Stored records:
------------

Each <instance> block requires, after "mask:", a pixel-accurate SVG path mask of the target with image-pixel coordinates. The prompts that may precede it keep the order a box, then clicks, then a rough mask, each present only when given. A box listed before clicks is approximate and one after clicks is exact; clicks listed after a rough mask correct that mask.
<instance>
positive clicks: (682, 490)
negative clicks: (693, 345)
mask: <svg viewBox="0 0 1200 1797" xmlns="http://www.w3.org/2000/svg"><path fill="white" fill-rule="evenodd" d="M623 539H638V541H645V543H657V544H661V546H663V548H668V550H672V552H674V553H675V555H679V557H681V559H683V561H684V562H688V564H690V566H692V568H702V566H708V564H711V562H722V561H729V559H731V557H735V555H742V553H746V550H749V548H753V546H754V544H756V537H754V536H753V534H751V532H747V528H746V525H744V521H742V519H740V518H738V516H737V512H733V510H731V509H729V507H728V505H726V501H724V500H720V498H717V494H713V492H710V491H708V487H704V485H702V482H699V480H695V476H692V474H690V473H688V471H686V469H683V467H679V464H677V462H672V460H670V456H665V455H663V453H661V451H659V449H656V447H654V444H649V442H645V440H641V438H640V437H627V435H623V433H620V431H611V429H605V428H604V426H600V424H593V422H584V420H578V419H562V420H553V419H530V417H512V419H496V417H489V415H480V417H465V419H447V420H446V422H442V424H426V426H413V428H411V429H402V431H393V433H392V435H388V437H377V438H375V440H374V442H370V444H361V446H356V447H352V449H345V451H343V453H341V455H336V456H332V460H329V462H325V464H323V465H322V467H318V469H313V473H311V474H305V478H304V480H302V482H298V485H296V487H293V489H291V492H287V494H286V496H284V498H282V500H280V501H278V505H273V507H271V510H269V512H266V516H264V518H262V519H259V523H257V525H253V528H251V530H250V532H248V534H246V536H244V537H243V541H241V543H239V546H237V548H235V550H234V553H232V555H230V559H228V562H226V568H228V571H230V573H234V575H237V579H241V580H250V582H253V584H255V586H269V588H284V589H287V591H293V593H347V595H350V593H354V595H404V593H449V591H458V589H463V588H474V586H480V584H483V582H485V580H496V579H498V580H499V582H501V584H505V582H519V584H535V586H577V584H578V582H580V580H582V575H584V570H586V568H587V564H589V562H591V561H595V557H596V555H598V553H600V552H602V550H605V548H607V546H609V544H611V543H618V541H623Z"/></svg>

------------

- WHAT TO DO -
Copy, please, every line from the start of the entries down to the line that holds "positive clicks: (682, 490)", with both of those lines included and no others.

- TASK ANSWER -
Each <instance> block requires, after "mask:", a pixel-accurate SVG path mask of the target with image-pixel coordinates. The prompts that may precede it keep the order a box, then clicks, then a rough mask, each present only when given. A box listed before clicks is approximate and one after clicks is exact; clicks listed after a rough mask correct that mask.
<instance>
positive clicks: (682, 490)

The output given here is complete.